What to do:
A - Answer these from the comment thread on Carrier IQ in iOS, one per line, labeled (i), (ii), (iii):
(i) How old is the iOS version where the reference was found?
(ii) By at least how long had the article been updated to include iOS 5 before the comment in question?
(iii) What is the default setting of the diagnostics mode?
B - Rewrite the part of the Carrier IQ thread starting at "(I wrote that" and ending at "doesn't return true.", renaming "Crash Report" to "crash log".
C - Continue the comment thread on Carrier IQ in iOS from its last line.

Excerpt to read:
--- START ---

1. The reference is found in a 2 year old version of iOS.

2. "IQAgent" sounds like things Apple could name, e.g.: I've seen no evidence that this has anything to do with CarrierIQ. There's been no disassembly (unless I missed it) so it quite possibly could simply be the fact that at one point Apple used the two letters "IQ" in an obscure file.

3. People watch the data iPhones transmit pretty closely, I know I have on occasion watched iOS devices talking to the cloud. If "every keystroke, every SMS" were being logged, I'd think people would have more than just a filename to go on.

4. As mentioned it seems this file is not used outside of diagnostic mode, which makes this much ado about nothing at this point.

I think its fine to be suspicious, but these things really should be approached with some objective detachment until actual transmission of user data that shouldn't happen is uncovered.

I don't know how many of the points above apply to the "indications" in android as well, but I think we should have more neutral, unemotional, and detached coverage of it as well.

I think spying on people is bad, and I think that americans are spied on more today than ever before. I think that's also why we have to be really careful about reporting it.

Edit: Deleted a digression that pointed out that the government is including language in recent legislation that allows them to collect data about us that previously would have been illegal. This was a distraction from my main point.



The article was updated to include iOS 5 long before you made this comment, by at least 1.5 hours.

It's Carrier IQ stuff. See chpwn's frequently updating blog post at: http://blog.chpwn.com/post/13572216737


Just to make it clear to anyone that doesn't click the link; it only transmits in a diagnostics mode, which is defaulted to 'off'.


(I wrote that post.) I think that is the case: it is using the same "diagnostics are enabled?" function call that the Crash Report submission is using, and the binary logs "This is not supported hardware, or the user has opted out." and exits if that call doesn't return true.

--- END ---

Raw data:
--- START ---

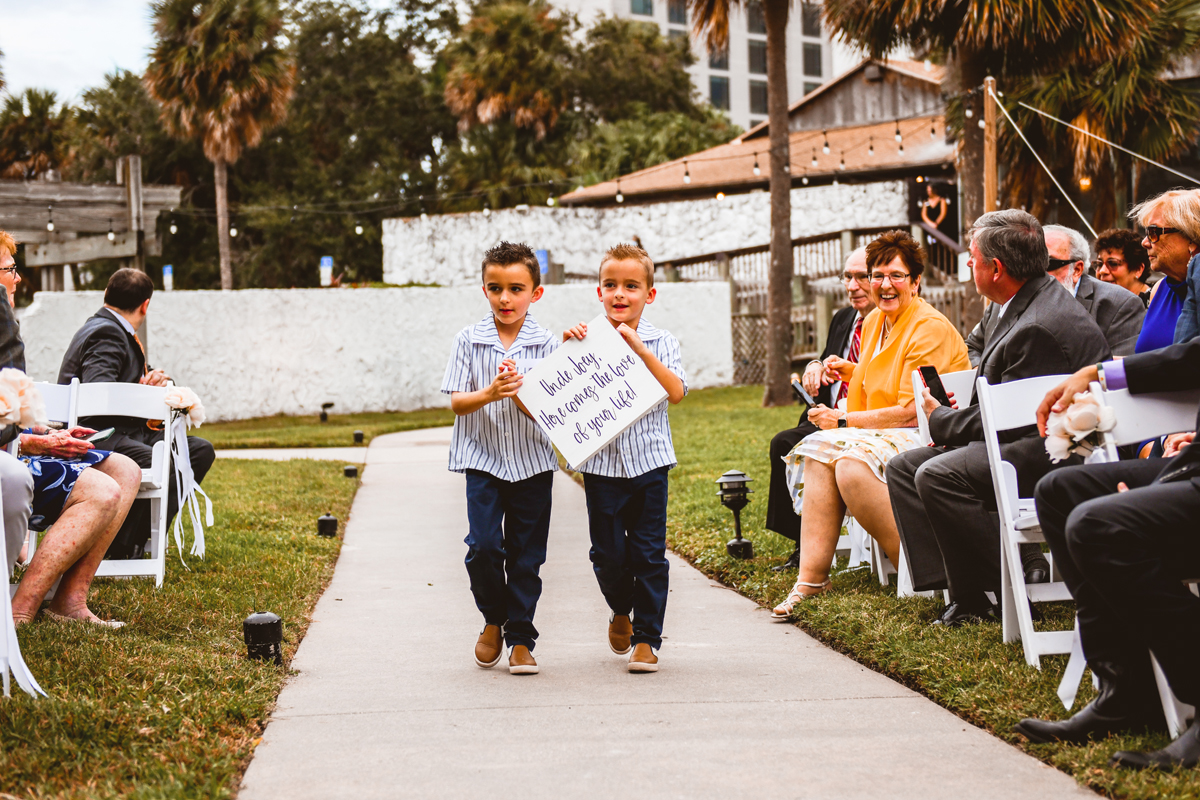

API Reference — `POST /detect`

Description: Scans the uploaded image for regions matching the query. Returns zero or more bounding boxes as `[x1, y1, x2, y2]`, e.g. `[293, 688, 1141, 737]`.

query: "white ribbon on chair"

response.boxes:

--- END ---

Your written answers:
A -
(i) 2 years old
(ii) At least 1.5 hours
(iii) Off

B -
(I wrote that post.) I think that is the case: it is using the same "diagnostics are enabled?" function call that the crash log submission is using, and the binary logs "This is not supported hardware, or the user has opted out." and exits if that call doesn't return true.

C -
However, there definitely could be something else going on there: I do not want to rule out any possibilities here, many people are very touchy about privacy issues like this.


You should be careful about how you word things in your posts. You tend to state working observations and theories as conclusions and then the press and armchair security experts take it as fact.

That said, you've done very good work, and made a very valuable contribution to consumers.


And it doesn't log everything, notably it doesn't log UI events and whatnot like it appears do do on Android.


2. is ruled out by some of the details in the article, such as the references to http://collector.sky.carrieriq.com .


>2. "IQAgent" sounds like things Apple could name, e.g.: I've seen no evidence that this has anything to do with CarrierIQ. There's been no disassembly (unless I missed it) so it quite possibly could simply be the fact that at one point Apple used the two letters "IQ" in an obscure file.

The fact that those files contain a reference to http://collector.sky.carrieriq.com establishes a definite link to CarrierIQ, even if it doesn't actually run and send logs.


A lot of what you said makes sense.. I don't understand why it's been down voted.